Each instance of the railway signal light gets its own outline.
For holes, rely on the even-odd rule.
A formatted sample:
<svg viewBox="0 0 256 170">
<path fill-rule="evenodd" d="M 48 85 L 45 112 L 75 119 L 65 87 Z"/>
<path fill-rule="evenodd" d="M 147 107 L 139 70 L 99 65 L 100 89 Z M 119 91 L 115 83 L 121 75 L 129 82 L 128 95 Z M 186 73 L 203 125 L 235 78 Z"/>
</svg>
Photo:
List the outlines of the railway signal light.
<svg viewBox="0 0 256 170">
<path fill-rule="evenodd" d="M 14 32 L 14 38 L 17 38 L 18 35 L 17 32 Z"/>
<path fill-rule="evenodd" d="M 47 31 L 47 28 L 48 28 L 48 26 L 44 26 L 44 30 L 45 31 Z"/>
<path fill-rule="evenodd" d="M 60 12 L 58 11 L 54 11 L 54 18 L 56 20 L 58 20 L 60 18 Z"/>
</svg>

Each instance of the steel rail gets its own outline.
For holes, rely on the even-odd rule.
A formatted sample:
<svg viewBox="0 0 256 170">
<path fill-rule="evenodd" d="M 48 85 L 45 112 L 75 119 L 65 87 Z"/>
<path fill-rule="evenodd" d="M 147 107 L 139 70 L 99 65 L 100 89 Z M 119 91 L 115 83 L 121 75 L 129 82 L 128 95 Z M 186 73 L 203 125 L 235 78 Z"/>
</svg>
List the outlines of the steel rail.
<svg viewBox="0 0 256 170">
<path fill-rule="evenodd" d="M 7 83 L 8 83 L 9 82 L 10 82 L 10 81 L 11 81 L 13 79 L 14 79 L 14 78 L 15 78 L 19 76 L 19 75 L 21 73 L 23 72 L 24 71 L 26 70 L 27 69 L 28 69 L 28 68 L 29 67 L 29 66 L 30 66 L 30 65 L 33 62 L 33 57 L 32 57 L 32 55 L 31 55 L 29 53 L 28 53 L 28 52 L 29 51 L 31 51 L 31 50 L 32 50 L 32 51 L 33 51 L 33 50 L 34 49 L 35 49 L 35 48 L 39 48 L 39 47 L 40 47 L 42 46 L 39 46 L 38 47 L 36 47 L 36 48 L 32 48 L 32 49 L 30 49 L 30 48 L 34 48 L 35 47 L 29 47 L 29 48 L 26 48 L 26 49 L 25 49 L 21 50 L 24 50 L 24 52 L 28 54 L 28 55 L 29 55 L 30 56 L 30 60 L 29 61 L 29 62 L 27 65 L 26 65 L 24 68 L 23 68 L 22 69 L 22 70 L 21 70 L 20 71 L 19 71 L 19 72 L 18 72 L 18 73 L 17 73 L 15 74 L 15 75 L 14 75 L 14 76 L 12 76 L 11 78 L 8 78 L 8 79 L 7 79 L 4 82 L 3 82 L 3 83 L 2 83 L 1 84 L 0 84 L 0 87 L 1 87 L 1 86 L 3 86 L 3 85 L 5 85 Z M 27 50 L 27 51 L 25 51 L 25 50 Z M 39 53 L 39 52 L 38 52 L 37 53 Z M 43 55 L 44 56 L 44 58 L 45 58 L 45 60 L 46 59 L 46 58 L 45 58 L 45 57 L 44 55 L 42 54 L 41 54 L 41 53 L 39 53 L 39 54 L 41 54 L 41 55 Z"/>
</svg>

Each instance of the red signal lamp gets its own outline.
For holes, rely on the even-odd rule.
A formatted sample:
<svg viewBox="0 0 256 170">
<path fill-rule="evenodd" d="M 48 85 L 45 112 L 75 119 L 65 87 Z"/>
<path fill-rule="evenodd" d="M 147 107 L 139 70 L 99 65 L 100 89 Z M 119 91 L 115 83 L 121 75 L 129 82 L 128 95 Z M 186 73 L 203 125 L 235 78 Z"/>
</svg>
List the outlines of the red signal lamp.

•••••

What is needed | Copy out the listing verbatim, starting at its first line and ending after the line that contains "List the outlines of the railway".

Expected answer |
Each instance of the railway signal light gets its own outline.
For holes, rely on the even-odd rule.
A formatted sample:
<svg viewBox="0 0 256 170">
<path fill-rule="evenodd" d="M 48 85 L 45 112 L 75 119 L 65 87 Z"/>
<path fill-rule="evenodd" d="M 147 107 L 139 70 L 99 65 L 100 89 Z M 119 91 L 115 83 L 121 75 L 129 82 L 128 95 Z M 186 73 L 203 125 L 235 78 Z"/>
</svg>
Photo:
List the outlines of the railway signal light.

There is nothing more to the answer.